やること. インプロのリハーサルについての文章から、「文化的な常識も大分違っていま」を含む語句で始まり「するライブハウスもあります。」で終わる部分を、一字一句変えずに書き写してほしい。
───── 提供文 ─────
インプロのリハーサル?

インプロのリハーサル?
フレデリックさんは当初、本番前の4日間、10:00〜17:00のリハーサルを提案してきました。日本人ミュージシャンはみんなビックリ仰天、あっけにとられました。それならやらない、として辞退した人もいました。私は雰囲気を察知して「長すぎるのでは?」と日本での通常を知らせ、3日間3時間半ずつになりました。日本ではインプロのリハーサルは通常やりません。
文化的な常識も大分違っています。日本だと、リーダーが言うことに従うのが掟です。しかし、例えば、フレデリックさんは、私の現在の体調を知っているので、「いつ来ても、いつ帰ってもいいよ」ということであり(2日間参加しました)、多忙で1日しか出席できない人もOKなのでした。
何十時間もインプロのリハーサル?そんなの絶対おかしいよ、と判断することは容易です、そして「正しい」。しかし、その「絶対に正しい」と確信した途端に「失うもの」も意識してみると意外なものが見えてくる、長年やってくるとそういうところに目がいきます。
日本のインプロは「セッション」が通常。レギュラーグループを作り何年もLIVEやツアーをやり続けることはほとんどありません。出会い頭の緊張・わくわく感、本番での駆け引きと高揚を何より大事にする気風なのでしょう。「出会い系・初共演」を大事にするライブハウスもあります。
1つには、社会的な立場・認識の差があるでしょう。別投稿でも書きましたが、アンテルミッタンなどで社会的・経済的に保証されているフランス人インプロバイザーは、自分の仕事に誇り高く、理想を追求できます。今回にしてもアンスティチュ・フランセの京都の施設がブロンディ一家に半年のレジデンスを与えているのです。フランス語学校が応援しているという事情。かたや、派遣のバイトや、家族・パートナーの協力・貢献でなんとか続けている状態の差は大きいでしょう。
今日は、それ以外の要素について考えてみます。
日本の芸能・パフォーマンスに能は大きな伝統を持っています。
「打ち合わせ」「申し合わせ」「檜舞台」「板に付く」「後見」「ノリがいい」「キリがいい」「あしらい」「囃す」など普段使っている言葉の由来は能です。能では、リハーサルはほとんどしません。上記「打ち合わせ」は、鼓をポンと打ったりして調子を見るだけ。全ての出演者は流派が違っても、全ての出演者のすること(舞・謡など)を記憶していて、本番の舞台でギリギリの駆け引きをしながら緊張感をもって勝負する。
また、本来「神」に捧げるものなので(神の座る席があったといいます)、終演後の拍手は無し。終わりの一打が決まるととても清々しいです。
───── 提供一覧 ─────
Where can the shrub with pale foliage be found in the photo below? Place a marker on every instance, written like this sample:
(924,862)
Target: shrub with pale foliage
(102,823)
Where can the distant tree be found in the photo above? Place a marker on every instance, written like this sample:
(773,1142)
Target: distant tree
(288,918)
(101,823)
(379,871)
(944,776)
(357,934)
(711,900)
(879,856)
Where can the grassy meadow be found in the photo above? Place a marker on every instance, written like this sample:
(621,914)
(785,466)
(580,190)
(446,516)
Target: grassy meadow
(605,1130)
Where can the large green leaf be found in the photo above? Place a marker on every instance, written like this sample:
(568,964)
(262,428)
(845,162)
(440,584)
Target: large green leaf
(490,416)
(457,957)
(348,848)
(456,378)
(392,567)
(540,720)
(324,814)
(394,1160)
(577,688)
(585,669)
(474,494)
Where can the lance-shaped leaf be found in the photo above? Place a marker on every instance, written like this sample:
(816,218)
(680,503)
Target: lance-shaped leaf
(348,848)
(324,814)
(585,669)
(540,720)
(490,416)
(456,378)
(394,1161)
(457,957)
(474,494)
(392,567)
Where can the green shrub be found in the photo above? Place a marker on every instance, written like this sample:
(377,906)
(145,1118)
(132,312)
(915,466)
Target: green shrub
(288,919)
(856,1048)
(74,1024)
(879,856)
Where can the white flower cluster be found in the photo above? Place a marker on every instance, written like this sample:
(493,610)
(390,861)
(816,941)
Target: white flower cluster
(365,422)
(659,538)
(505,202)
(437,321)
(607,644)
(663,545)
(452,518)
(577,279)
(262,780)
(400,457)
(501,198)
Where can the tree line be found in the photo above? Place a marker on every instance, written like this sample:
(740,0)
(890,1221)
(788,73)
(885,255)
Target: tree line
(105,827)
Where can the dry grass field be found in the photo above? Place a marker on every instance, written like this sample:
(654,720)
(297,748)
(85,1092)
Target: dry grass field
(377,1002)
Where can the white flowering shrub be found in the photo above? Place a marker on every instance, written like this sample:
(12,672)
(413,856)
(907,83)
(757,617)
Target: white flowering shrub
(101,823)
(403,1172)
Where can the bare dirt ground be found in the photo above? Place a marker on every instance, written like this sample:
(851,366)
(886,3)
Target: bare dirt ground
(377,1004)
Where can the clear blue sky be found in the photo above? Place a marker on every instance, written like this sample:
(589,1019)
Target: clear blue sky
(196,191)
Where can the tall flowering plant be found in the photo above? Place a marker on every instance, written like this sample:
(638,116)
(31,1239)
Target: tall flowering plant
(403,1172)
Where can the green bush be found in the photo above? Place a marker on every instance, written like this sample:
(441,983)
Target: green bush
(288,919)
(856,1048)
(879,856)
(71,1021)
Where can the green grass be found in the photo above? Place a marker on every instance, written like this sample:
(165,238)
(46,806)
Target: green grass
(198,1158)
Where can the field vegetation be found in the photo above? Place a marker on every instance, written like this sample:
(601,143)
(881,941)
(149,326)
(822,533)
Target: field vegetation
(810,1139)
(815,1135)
─────
回答.
文化的な常識も大分違っています。日本だと、リーダーが言うことに従うのが掟です。しかし、例えば、フレデリックさんは、私の現在の体調を知っているので、「いつ来ても、いつ帰ってもいいよ」ということであり(2日間参加しました)、多忙で1日しか出席できない人もOKなのでした。
何十時間もインプロのリハーサル?そんなの絶対おかしいよ、と判断することは容易です、そして「正しい」。しかし、その「絶対に正しい」と確信した途端に「失うもの」も意識してみると意外なものが見えてくる、長年やってくるとそういうところに目がいきます。
日本のインプロは「セッション」が通常。レギュラーグループを作り何年もLIVEやツアーをやり続けることはほとんどありません。出会い頭の緊張・わくわく感、本番での駆け引きと高揚を何より大事にする気風なのでしょう。「出会い系・初共演」を大事にするライブハウスもあります。